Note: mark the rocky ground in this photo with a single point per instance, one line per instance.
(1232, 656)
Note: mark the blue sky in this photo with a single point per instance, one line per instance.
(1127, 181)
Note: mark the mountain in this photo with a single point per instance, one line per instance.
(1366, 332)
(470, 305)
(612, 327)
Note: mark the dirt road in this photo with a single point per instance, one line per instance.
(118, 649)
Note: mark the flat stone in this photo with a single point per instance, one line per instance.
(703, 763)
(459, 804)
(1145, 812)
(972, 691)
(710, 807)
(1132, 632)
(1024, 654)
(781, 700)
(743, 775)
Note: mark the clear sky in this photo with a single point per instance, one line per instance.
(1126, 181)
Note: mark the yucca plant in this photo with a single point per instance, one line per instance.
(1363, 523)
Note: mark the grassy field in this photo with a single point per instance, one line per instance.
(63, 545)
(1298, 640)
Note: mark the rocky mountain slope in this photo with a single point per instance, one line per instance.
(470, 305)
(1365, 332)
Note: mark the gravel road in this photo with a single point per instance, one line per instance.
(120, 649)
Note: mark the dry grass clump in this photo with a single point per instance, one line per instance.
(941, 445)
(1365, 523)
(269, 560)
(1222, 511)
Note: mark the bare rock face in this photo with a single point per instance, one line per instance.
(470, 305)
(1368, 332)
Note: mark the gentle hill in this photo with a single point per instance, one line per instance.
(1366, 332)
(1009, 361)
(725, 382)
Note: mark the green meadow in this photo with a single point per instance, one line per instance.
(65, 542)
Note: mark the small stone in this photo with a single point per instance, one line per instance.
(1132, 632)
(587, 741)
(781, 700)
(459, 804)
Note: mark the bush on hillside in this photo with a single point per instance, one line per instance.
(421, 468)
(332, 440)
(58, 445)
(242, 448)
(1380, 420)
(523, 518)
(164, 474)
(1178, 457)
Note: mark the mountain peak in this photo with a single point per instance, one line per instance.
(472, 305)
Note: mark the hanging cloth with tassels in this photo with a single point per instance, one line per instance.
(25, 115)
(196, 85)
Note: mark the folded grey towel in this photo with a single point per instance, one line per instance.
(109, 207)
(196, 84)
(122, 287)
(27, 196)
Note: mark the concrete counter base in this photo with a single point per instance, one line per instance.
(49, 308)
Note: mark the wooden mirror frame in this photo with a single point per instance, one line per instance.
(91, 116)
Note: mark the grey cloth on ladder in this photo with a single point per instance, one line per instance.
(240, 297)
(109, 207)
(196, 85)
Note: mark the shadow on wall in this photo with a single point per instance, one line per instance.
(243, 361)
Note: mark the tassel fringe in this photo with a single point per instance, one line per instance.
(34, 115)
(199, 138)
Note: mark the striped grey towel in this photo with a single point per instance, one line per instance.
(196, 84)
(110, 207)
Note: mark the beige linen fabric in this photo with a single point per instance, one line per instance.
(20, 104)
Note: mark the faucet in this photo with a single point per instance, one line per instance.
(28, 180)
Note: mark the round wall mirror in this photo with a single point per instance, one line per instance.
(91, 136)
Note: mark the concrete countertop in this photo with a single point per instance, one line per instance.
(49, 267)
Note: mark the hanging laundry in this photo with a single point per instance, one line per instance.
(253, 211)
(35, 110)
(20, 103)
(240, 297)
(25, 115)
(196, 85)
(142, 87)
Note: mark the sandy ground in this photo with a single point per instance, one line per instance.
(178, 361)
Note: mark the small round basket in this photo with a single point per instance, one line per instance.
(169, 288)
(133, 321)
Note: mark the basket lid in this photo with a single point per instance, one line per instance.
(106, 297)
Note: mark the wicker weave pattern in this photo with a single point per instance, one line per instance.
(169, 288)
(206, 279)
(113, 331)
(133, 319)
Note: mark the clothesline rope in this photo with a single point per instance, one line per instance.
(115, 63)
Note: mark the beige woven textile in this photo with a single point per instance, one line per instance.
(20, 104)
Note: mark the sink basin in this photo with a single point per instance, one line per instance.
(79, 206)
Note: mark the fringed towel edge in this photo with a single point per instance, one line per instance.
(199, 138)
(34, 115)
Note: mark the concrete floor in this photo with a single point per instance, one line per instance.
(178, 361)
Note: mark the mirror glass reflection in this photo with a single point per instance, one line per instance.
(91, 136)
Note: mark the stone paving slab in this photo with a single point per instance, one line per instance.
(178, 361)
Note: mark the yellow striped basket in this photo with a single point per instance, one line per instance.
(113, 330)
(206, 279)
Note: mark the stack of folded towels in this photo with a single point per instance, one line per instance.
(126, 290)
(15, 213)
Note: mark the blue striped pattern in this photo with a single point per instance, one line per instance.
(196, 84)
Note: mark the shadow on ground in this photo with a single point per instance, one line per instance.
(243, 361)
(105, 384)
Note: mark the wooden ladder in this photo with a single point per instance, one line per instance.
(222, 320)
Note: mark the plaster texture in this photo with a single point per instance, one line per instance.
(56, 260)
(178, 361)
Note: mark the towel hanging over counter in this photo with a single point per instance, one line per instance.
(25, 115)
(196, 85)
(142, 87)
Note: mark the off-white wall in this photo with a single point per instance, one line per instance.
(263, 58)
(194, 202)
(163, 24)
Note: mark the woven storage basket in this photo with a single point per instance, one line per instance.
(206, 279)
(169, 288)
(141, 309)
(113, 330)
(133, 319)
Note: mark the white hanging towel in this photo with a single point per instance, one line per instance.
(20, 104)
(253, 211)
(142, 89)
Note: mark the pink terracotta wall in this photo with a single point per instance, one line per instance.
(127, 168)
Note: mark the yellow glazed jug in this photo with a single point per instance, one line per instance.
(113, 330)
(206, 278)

○ ○ ○ ○

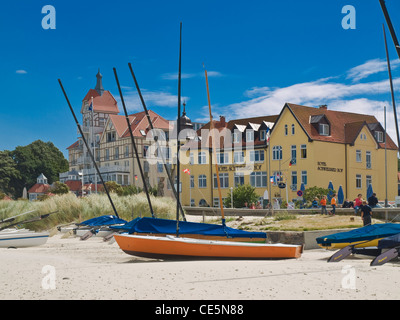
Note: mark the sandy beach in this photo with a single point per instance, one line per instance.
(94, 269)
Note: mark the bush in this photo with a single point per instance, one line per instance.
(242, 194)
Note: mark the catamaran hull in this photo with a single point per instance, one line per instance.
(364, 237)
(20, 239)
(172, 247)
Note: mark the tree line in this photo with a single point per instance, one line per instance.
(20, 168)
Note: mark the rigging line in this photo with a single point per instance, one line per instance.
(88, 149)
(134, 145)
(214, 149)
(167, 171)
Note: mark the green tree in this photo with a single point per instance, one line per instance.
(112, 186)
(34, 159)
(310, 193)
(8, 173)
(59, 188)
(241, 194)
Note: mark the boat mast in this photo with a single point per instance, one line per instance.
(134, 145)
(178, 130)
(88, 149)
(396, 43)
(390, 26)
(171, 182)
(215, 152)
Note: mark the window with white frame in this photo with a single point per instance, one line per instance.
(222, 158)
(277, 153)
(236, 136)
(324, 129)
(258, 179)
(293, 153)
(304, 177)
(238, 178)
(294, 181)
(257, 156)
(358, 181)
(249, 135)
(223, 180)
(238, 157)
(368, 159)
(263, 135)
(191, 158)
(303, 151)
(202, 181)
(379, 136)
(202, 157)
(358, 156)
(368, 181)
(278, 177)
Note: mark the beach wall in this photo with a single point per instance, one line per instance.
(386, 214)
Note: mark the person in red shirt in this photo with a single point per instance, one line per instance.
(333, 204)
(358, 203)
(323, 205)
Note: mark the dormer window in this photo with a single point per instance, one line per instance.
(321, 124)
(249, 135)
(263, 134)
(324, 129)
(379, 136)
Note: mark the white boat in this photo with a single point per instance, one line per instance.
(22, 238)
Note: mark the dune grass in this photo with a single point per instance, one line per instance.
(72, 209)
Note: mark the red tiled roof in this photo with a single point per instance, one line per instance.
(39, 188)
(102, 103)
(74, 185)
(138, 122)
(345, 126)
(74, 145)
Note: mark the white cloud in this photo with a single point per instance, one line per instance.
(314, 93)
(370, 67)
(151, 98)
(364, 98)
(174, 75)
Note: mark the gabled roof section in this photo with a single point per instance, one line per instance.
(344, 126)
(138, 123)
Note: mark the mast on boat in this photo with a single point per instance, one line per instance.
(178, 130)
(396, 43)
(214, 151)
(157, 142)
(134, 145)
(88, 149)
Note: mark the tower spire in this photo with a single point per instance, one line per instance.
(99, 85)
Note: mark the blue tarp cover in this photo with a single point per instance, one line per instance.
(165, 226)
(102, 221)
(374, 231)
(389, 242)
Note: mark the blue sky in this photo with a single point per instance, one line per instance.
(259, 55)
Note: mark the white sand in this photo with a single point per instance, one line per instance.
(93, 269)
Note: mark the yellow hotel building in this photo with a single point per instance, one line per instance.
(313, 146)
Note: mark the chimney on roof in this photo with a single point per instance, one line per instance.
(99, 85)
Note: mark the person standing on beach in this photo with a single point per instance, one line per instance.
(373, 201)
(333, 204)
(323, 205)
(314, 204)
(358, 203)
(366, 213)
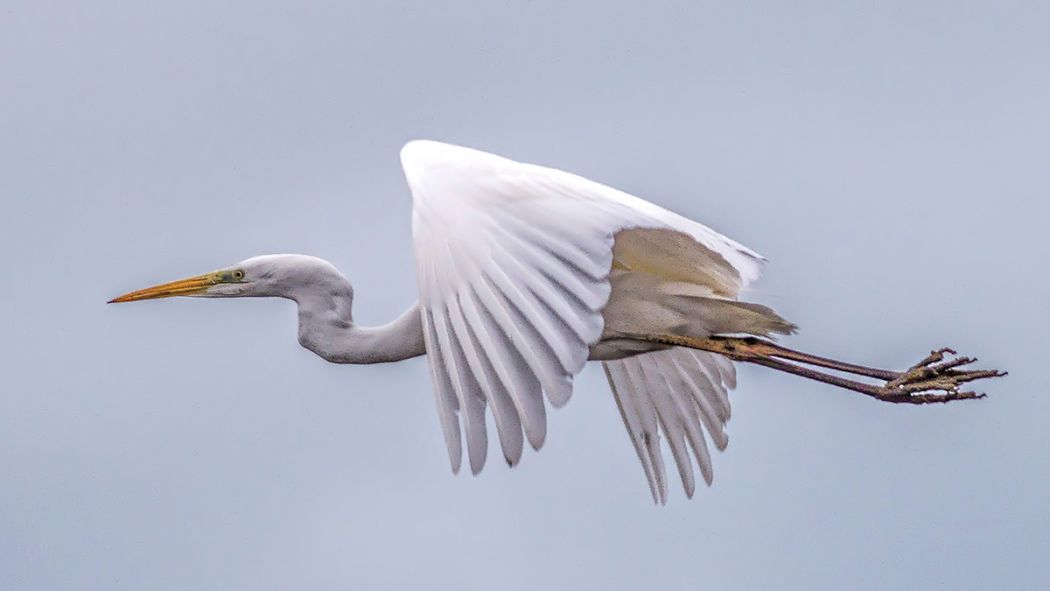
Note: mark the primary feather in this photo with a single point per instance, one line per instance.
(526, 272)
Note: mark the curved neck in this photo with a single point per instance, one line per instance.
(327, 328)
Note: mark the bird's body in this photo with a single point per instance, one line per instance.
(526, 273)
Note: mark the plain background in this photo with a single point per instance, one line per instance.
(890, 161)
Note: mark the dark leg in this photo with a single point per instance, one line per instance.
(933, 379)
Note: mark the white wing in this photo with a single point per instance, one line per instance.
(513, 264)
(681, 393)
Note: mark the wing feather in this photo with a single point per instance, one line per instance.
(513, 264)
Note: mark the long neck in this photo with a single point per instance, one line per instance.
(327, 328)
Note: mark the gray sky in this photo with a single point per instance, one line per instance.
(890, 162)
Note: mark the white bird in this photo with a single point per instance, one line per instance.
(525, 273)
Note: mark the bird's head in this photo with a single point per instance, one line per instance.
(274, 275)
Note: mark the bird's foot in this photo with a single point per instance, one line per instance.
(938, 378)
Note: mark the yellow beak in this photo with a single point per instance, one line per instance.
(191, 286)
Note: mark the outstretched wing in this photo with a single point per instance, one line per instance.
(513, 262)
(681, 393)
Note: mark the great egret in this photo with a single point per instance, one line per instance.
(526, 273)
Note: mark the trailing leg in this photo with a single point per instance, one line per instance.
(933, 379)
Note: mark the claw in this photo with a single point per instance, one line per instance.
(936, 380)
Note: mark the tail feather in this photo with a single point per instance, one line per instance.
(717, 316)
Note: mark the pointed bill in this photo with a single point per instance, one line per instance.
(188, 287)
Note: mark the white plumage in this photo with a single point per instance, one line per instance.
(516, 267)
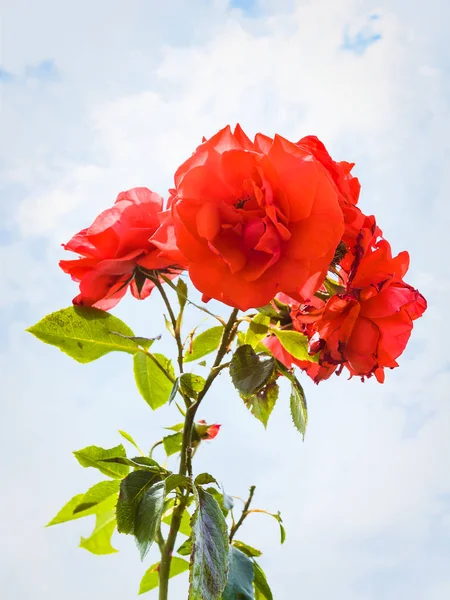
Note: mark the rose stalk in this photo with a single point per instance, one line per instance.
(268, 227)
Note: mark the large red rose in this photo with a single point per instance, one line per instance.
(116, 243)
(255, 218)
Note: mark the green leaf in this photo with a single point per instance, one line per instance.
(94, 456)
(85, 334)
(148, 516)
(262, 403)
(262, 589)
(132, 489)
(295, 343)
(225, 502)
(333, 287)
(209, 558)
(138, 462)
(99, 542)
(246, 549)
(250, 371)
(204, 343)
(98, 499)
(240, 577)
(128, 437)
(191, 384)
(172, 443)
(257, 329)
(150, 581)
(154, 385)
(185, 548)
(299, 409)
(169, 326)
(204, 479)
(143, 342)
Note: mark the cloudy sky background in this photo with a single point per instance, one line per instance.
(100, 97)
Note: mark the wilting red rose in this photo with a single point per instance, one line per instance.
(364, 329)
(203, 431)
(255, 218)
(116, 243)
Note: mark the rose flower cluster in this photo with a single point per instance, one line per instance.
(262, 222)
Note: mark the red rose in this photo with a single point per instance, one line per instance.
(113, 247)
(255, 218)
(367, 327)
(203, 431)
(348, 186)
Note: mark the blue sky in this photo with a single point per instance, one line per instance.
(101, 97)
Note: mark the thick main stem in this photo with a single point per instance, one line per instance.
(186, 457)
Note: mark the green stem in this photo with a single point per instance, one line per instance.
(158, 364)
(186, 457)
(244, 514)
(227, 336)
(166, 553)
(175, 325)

○ ○ ○ ○

Request:
Return, unchanged, each line in the records above that includes the word "window".

Response:
Note: mark the window with white frame in this photo with a single point per instance, one line per instance.
Note: mark the dormer window in this photo with a single point per instance, one line per instance.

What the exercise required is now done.